EXERCISE INSTRUCTIONS:
Each line holding the string "jacket" is to be copied from the data.

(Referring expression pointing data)
== Segment start ==

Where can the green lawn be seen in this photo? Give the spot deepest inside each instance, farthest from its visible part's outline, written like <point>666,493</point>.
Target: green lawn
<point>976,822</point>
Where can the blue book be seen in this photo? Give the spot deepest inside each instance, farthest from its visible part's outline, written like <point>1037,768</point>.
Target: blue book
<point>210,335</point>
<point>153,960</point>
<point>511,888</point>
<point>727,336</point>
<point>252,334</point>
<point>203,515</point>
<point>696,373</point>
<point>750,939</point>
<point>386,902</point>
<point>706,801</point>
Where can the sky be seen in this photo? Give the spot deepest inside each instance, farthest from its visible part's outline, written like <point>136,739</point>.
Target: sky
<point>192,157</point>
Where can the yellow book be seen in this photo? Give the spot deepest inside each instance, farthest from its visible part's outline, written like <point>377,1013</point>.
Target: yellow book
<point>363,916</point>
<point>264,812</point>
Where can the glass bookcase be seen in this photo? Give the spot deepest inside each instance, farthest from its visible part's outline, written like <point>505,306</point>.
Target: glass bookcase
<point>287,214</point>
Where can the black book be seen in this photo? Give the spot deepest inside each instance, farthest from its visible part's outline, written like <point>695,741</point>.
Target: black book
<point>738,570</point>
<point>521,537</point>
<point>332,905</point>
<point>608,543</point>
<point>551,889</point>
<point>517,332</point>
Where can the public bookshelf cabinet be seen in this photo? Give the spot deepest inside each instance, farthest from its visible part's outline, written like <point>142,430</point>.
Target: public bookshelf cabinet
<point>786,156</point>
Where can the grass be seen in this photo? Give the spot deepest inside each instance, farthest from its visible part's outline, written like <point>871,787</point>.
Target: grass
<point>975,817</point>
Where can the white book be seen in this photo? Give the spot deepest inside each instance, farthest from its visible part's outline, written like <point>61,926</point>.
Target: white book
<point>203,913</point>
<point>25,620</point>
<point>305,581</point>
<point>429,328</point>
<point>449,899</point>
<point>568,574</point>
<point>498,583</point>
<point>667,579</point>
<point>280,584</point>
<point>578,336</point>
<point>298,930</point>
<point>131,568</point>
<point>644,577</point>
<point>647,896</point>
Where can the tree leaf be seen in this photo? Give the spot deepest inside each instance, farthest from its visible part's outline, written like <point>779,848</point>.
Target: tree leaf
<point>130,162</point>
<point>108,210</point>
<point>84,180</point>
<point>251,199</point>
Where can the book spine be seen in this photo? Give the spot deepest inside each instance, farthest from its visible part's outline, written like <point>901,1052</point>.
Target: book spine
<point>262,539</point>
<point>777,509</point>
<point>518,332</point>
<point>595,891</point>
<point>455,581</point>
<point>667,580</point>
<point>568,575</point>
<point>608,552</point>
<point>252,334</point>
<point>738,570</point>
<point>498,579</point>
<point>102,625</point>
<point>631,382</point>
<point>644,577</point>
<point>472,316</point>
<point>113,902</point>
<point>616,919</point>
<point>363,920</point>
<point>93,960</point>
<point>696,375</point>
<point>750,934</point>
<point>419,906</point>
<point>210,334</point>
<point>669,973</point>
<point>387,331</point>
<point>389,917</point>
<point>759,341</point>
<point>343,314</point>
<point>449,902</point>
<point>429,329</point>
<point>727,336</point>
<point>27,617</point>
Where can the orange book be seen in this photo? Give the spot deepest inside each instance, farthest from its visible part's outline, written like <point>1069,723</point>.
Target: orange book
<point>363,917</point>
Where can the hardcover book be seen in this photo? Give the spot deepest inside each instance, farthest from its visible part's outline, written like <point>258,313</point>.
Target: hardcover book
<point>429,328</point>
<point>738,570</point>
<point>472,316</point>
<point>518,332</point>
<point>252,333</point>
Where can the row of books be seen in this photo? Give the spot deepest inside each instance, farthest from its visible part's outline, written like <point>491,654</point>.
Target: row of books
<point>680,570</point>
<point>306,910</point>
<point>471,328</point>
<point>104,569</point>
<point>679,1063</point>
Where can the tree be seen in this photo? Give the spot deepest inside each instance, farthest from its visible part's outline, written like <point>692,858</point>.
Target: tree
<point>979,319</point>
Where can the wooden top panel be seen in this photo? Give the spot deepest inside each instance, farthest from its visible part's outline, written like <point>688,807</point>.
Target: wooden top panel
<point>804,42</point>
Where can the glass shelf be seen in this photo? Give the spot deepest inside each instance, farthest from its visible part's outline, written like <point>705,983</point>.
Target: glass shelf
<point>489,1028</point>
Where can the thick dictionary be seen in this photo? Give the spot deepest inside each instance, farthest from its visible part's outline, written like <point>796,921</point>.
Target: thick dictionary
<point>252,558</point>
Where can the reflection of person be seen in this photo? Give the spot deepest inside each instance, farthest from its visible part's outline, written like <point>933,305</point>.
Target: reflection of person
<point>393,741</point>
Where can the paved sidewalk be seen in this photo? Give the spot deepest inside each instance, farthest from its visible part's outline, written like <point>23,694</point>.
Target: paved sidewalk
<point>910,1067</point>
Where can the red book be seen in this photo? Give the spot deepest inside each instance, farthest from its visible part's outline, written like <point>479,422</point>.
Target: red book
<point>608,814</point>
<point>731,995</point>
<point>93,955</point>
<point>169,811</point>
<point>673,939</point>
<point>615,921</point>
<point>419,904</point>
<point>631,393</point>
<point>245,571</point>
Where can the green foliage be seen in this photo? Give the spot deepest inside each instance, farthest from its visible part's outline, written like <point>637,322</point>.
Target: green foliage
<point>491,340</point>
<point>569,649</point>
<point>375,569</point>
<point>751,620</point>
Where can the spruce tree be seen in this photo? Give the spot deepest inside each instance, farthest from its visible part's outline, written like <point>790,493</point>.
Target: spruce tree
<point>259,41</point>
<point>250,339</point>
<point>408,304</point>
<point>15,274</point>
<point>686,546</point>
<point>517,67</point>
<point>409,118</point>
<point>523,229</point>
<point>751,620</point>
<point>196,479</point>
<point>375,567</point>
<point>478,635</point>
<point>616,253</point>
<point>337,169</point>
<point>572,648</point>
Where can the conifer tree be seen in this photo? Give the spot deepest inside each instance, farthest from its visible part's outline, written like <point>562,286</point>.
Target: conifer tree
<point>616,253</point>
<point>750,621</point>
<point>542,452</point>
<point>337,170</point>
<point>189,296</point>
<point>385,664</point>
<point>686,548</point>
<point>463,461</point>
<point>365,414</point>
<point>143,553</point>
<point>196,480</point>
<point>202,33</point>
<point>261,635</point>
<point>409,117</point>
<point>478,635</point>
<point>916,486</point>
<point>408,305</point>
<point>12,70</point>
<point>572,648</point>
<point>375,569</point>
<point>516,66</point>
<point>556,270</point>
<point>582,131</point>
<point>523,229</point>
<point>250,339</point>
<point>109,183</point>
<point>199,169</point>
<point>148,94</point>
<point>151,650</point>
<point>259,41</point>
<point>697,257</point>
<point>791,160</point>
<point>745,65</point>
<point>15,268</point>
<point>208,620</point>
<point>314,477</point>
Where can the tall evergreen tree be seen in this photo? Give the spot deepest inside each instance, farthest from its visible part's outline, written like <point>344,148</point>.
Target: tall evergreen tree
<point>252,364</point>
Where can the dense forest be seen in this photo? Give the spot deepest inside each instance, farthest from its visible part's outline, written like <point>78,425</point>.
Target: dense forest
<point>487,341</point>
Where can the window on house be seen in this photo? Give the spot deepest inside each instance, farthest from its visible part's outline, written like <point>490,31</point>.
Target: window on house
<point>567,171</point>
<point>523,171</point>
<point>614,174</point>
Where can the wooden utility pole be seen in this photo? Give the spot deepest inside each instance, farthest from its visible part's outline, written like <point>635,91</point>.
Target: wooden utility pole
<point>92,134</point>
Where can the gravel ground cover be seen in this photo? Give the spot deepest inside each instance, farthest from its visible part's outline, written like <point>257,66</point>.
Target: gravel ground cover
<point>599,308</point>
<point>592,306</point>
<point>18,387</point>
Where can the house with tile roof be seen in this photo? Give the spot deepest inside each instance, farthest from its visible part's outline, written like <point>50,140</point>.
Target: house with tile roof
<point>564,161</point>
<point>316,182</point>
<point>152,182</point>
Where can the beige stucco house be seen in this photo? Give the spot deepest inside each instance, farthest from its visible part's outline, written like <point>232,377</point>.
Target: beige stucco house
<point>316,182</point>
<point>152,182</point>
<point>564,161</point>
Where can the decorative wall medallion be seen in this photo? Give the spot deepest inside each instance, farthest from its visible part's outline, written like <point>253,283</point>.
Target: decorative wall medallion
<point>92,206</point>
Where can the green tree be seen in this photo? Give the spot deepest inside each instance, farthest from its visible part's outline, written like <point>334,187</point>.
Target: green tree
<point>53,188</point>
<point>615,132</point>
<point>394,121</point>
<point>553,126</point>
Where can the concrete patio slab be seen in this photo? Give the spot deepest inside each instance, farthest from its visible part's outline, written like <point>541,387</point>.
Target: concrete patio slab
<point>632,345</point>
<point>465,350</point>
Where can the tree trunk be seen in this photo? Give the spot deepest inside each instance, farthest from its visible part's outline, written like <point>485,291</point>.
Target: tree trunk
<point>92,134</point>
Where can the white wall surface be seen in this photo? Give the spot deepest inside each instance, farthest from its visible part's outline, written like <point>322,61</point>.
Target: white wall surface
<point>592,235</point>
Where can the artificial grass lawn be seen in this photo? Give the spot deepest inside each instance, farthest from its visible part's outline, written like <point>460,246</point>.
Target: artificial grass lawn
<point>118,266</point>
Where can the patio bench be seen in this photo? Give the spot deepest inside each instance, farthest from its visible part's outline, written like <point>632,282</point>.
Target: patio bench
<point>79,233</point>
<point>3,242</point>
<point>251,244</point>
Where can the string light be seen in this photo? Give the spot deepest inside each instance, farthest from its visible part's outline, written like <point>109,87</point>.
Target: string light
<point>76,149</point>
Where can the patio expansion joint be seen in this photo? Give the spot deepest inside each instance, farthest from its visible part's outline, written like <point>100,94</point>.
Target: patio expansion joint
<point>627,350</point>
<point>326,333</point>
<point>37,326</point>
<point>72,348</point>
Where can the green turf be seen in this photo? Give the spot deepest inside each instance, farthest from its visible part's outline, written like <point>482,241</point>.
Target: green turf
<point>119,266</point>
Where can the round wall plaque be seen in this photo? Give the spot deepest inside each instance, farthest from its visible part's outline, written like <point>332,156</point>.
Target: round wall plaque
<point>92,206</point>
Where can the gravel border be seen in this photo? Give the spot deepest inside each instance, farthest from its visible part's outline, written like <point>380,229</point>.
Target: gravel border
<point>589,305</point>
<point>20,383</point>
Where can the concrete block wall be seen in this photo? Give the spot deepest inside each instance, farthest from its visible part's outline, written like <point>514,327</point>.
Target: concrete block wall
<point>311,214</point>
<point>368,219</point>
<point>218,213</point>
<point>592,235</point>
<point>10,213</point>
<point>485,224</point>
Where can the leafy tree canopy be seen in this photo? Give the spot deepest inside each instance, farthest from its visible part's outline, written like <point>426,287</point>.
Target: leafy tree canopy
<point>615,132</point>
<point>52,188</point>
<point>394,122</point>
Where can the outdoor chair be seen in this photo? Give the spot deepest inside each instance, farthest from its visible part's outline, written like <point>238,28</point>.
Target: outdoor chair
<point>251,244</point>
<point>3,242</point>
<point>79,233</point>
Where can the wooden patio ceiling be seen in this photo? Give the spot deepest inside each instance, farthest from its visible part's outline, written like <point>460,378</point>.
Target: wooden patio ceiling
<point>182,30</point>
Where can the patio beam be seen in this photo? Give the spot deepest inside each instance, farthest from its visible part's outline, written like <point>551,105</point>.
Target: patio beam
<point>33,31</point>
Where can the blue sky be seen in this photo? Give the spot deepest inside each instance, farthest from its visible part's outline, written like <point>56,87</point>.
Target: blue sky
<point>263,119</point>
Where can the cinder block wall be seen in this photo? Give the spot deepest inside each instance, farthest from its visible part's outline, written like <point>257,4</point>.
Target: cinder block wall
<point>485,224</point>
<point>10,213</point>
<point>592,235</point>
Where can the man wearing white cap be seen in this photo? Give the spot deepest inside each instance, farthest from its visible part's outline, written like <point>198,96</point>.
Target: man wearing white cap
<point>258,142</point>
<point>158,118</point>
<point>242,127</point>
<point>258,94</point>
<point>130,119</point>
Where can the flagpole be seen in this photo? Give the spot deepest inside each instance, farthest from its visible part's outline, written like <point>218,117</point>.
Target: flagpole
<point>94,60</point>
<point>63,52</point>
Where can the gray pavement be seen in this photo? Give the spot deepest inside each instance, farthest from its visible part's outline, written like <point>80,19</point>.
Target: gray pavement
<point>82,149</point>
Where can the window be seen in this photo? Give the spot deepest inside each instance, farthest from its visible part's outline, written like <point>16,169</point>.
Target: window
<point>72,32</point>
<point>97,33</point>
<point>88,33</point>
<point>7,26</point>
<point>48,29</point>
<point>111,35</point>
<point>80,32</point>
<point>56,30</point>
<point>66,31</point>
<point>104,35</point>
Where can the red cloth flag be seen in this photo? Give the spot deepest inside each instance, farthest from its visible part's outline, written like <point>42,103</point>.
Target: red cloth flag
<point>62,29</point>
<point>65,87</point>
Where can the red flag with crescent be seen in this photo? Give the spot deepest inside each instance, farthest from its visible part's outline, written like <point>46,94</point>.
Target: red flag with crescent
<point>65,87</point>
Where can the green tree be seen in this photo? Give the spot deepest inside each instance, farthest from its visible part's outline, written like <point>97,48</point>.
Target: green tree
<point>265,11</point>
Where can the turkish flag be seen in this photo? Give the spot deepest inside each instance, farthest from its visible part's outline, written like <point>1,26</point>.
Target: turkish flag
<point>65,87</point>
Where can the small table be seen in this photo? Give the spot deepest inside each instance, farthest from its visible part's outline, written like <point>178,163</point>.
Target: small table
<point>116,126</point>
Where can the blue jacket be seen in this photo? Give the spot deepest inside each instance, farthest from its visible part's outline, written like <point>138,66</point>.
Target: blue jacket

== Segment end ==

THE ANSWER:
Where can the blue jacket be seen in this photo? Give the spot deepest inside each instance, farthest from its visible part's outline, written like <point>138,66</point>.
Target: blue jacket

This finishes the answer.